- Bagian Latihan:
1) Menurut kutipan tentang Iku-chan, kapan kedua anak laki-lakinya datang menjenguk?
2) Tuliskan kembali bagian kutipan tentang Iku-chan mulai dari "Memang Iku-chan semestinya" sampai dengan "buah hatinya itu.".

- Kutipan Dokumen:
□ □ □ □ □ □ □
Memang Iku-chan semestinya sudah mempunyai cucu. Sayang, dua anak laki-lakinya yang berusia hampir sama denganku belum juga naik ke pelaminan. Mereka bahkan jarang menjenguk ibunya, karena alasan pekerjaan dan tempat tinggal yang berbeda kota. Iku-chan pernah mengeluh sulitnya mengobati rindu kepada kedua buah hatinya itu.
“Susahnya…, punya anak tapi jauh. Pekerjaan dan teman-teman lebih mereka prioritaskan dari pada orang tua. Datang hanya saat golden week, itu pun cuma semalam. Entah kapan mereka menghadiahi aku cucu….” Matanya berlinangan.
Itulah sebabnya, mengapa Iku-chan begitu senang bermain dengan ke-empat anak-anak kami. Dan mengajak kami sekeluarga menjenguk ibunya di desa.
Ibunya Iku-chan tampak bahagia dan full smile tatkala kami mengunjunginya, matanya berkaca-kaca…. Semua makanan yang ia miliki dihidangkannya. Namun sebagiannya tidak halal bagi kami memakannya. Dia pun asyik mengobrol dengan anak-anak kami. Seperti layaknya lebaran di Jakarta, uang anpaw pun mereka berikan pada tiap anak. Belum lagi oleh-oleh kue dan buah-buahan.
□ □ □ □ □ □ □
- Baris-baris yang dikutip dari sebuah koleksi:
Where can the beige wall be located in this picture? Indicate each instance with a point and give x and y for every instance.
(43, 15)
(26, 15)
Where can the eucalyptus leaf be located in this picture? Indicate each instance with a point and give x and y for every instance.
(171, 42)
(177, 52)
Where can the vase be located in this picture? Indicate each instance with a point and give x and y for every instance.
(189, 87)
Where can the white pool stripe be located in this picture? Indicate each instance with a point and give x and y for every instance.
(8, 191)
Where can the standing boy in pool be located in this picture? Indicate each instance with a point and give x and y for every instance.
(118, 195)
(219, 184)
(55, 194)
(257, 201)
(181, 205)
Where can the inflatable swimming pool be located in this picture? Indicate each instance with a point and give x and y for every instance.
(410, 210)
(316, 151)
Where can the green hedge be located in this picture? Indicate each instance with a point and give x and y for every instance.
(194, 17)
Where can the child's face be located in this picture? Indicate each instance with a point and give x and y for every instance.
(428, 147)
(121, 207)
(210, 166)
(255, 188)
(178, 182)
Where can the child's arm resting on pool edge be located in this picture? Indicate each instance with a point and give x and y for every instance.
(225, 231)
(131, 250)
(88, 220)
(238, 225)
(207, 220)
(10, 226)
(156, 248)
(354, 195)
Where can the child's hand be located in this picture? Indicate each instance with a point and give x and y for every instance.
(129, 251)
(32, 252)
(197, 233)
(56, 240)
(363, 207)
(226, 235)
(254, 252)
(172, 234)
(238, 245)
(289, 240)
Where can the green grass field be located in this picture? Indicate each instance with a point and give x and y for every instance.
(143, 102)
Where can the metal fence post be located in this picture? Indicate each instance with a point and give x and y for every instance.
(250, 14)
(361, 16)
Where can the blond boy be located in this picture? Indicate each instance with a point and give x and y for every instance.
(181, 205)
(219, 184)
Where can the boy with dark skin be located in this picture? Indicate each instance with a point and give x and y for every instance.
□ □ □ □ □ □ □
- Kunci Jawaban:
1) Hanya saat golden week, itu pun cuma semalam.

2)
Memang Iku-chan semestinya sudah mempunyai cucu. Sayang, dua anak laki-lakinya yang berusia hampir sama denganku belum juga naik ke pelaminan. Mereka bahkan jarang menjenguk ibunya, karena alasan pekerjaan dan tempat tinggal yang berbeda kota. Iku-chan pernah mengeluh sulitnya mengobati rindu kepada kedua buah hatinya itu.